Helen Lee became the director of the Labor Center, and when I came back, I went into the
undergraduate curriculum and started teaching. I think my first class was with Stephanie Coontz in
America 2000, about youth in America. So, I shifted to the undergraduate curriculum. I taught with you,
taught with Jeanne Hahn, Chuck Pailthorp, Stephanie Coontz and Peter Bohmer. I don’t know who else.
Zaragoza: What were some of the memorable programs that you did during that time?
Leahy: Teaching with Stephanie Coontz was certainly memorable. She was one of the hardest working
faculty members I’d bumped in to. She was an extraordinary teacher, writing and analysis. She
oftentimes would write more back to the students than they would write in their papers. She was truly
extraordinary. And she was very famous at that time, because her book had come out, and she was on
TV. She’d walk in with her kind of short straight skirt on, and her books, tea in one hand and books in
32

another, just intimidating the shit out of these students. It was just wonderful to watch. I used to
imitate her.
Teaching with her was really a great way to enter into Evergreen. It was a freshman class. The
great thing about that freshman class was that I actually got to watch freshmen. I never saw MPA
students again, generally. But we taught that freshman class, and I’d watch the freshmen go through
the next four years at Evergreen, not in my classes but just around campus. I would see them come in
as themselves, kind of lonesome, and then the second year, they’d become whatever the current hit of
the day was at Evergreen. Whether it was purple hair or whatever it was, they’d join in on that. The
third year, you’d notice that they’d actually found something that they were seriously interested in, and
they’d be into it. The fourth year, they were somehow themselves, and ready to go out into the world.
It was really great to watch that.
That was one of the real benefits of teaching freshmen, even though my first lecture, I felt that I
really had to give my best stuff, so I really worked hard on this first lecture. But the class—I think this
was the class with Stephanie—started at 9:00 in the morning, and, of course, all these students were
barely awake. I was giving this talk, and I noticed the students were like starting to lean over and go
back to sleep. I’d say, “Hey, this is my best shit here! I want you to listen up!” [laughter] It didn’t make
any difference. They said, “We’re trying, Dan, but we were up till 2:00 in the morning.” So I never, ever
did that again, start a freshman class at 9:00, or any class at 9:00. Teaching with her was really great,
and then watching freshman students over the years, that was really fun.
I did a class on the WTO. We did that together, right?
Zaragoza: No, that wasn’t you and me.
Leahy: That wasn’t you and me? We did a class on the WTO, and I remember doing that class because I
remember Evergreen students on the radio talking about how the WTO was some corporate conspiracy.

» **Written exercise 1**
In the interview excerpt above, shorten the paragraph beginning "Teaching with her was really a great way to enter into Evergreen" to a bulleted list that keeps its main facts.

» **Raw records**
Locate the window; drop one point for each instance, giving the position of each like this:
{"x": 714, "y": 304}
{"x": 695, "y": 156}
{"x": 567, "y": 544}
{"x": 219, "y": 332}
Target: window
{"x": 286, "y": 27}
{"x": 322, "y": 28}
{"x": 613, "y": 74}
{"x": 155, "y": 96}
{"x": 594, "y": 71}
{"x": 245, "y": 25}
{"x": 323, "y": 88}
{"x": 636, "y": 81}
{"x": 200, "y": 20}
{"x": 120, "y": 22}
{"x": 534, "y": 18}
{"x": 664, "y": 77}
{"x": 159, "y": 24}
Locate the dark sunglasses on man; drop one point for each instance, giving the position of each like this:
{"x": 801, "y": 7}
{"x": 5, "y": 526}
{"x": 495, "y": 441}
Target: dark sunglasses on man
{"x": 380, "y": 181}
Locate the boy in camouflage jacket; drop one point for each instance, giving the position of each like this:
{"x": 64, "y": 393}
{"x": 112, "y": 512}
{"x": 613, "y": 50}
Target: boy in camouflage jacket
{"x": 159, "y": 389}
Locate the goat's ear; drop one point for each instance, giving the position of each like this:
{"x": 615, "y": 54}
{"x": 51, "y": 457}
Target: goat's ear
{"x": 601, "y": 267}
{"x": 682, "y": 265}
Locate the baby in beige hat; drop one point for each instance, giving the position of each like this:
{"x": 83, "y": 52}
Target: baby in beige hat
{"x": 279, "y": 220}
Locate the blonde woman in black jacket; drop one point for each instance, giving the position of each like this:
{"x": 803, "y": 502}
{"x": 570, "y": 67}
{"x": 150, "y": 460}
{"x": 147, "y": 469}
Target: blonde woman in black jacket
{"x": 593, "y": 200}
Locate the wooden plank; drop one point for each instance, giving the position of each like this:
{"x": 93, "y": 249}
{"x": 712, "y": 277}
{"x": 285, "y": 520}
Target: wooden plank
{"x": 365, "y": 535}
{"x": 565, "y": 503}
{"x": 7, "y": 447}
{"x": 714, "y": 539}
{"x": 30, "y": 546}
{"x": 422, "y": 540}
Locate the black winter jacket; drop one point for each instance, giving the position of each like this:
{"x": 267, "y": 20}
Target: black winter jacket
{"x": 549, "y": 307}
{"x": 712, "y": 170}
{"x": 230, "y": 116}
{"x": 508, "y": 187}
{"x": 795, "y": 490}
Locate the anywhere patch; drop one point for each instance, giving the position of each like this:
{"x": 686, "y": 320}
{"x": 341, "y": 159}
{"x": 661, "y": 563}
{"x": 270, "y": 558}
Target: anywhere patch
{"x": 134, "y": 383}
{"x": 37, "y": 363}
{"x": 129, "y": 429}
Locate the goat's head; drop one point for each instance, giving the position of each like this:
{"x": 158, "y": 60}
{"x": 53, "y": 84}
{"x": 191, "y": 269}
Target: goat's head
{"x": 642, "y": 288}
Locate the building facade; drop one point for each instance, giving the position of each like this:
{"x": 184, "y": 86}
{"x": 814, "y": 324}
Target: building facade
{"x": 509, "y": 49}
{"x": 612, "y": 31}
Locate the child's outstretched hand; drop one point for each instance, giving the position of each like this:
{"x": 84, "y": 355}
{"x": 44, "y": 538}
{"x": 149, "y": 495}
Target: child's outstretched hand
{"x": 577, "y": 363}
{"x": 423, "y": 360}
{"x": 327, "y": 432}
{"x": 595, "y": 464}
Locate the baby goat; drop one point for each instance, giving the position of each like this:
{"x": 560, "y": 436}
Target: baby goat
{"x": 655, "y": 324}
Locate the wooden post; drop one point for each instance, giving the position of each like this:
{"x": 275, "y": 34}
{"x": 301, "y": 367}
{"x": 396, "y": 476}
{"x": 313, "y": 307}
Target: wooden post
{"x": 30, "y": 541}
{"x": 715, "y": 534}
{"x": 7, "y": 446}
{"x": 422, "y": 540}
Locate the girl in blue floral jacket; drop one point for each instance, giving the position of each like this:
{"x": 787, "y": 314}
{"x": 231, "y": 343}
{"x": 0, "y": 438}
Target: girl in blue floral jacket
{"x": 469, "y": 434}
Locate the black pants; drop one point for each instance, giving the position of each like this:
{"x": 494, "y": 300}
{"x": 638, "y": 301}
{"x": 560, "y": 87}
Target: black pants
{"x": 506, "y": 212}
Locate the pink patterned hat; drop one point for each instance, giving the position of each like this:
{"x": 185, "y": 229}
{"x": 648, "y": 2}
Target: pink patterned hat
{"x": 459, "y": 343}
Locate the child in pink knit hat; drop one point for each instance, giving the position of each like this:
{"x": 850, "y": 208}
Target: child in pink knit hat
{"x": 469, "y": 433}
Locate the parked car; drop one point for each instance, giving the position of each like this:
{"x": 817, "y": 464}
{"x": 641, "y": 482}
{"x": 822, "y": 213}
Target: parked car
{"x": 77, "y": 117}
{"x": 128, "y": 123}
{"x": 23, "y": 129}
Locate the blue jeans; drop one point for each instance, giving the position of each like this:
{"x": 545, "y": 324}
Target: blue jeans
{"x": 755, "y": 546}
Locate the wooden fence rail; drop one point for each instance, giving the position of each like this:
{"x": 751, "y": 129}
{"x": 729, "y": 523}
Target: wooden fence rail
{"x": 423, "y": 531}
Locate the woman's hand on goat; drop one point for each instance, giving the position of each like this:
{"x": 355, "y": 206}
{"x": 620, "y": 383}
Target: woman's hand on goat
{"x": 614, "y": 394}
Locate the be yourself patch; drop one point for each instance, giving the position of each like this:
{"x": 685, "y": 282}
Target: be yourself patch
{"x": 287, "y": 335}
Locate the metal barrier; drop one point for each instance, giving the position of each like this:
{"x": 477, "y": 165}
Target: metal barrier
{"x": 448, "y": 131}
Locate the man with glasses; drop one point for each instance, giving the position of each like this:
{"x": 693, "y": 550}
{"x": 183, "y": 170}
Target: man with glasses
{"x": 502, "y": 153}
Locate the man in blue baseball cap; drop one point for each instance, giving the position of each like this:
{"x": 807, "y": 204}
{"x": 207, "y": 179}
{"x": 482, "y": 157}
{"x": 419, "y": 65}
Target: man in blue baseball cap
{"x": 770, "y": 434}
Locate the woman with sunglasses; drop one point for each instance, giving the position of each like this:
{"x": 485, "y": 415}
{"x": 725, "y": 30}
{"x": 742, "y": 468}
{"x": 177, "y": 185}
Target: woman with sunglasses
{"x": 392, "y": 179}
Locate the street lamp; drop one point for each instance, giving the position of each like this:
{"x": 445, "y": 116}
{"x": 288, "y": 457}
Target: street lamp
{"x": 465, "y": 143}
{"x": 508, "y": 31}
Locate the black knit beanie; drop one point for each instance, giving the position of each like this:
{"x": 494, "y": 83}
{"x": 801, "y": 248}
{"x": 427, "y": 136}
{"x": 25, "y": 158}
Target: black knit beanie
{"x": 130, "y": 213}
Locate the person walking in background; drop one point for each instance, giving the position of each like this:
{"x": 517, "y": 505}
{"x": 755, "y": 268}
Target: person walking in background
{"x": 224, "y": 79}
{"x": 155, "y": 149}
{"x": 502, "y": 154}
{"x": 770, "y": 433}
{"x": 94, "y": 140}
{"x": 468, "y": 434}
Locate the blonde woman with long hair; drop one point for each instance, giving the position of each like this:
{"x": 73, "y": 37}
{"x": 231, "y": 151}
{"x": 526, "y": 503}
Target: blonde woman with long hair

---

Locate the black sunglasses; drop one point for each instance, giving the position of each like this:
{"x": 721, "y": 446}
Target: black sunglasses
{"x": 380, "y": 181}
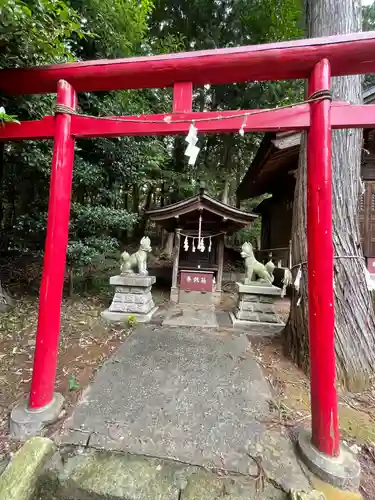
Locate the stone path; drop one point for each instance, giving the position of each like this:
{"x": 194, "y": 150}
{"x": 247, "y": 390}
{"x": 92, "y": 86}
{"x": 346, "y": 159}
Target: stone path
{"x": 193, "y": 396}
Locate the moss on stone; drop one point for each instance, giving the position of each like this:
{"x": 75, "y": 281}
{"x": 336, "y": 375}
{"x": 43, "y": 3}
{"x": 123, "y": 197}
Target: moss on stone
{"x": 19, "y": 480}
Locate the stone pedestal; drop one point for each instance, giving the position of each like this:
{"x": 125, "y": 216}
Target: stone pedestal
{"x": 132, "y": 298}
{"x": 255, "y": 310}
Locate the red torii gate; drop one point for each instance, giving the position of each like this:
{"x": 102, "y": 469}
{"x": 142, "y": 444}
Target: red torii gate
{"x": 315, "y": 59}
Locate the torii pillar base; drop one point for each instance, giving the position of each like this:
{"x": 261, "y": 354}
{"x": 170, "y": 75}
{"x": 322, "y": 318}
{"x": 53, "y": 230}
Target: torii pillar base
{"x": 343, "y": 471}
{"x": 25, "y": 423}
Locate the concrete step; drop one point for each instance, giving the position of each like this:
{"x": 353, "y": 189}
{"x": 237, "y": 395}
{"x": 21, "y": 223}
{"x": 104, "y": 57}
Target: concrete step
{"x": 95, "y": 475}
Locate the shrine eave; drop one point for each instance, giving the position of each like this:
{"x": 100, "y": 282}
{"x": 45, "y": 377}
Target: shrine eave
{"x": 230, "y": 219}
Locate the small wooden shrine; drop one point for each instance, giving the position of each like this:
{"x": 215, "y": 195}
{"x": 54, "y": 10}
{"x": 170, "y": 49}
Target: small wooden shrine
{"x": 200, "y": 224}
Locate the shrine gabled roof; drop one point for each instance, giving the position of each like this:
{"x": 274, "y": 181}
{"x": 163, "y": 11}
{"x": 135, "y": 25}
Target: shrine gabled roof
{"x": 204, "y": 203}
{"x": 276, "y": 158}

» **Written exercise 2**
Pull out every line of the listing that contains the word "facade".

» **Exercise answer 1**
- Teaching that freshman class with Stephanie Coontz was a great way to enter Evergreen.
- It allowed the speaker to watch freshmen, whereas MPA students were generally never seen again.
- The speaker watched those students over their next four years around campus, not in class.
- First year: they arrived as themselves, somewhat lonesome.
- Second year: they took up whatever was the current hit at Evergreen, such as purple hair.
- Third year: they had found something they were seriously interested in.
- Fourth year: they were themselves again and ready to go out into the world.

» **Exercise answer 2**
Locate the building facade; drop one point for each instance, giving the position of each like this:
Target: building facade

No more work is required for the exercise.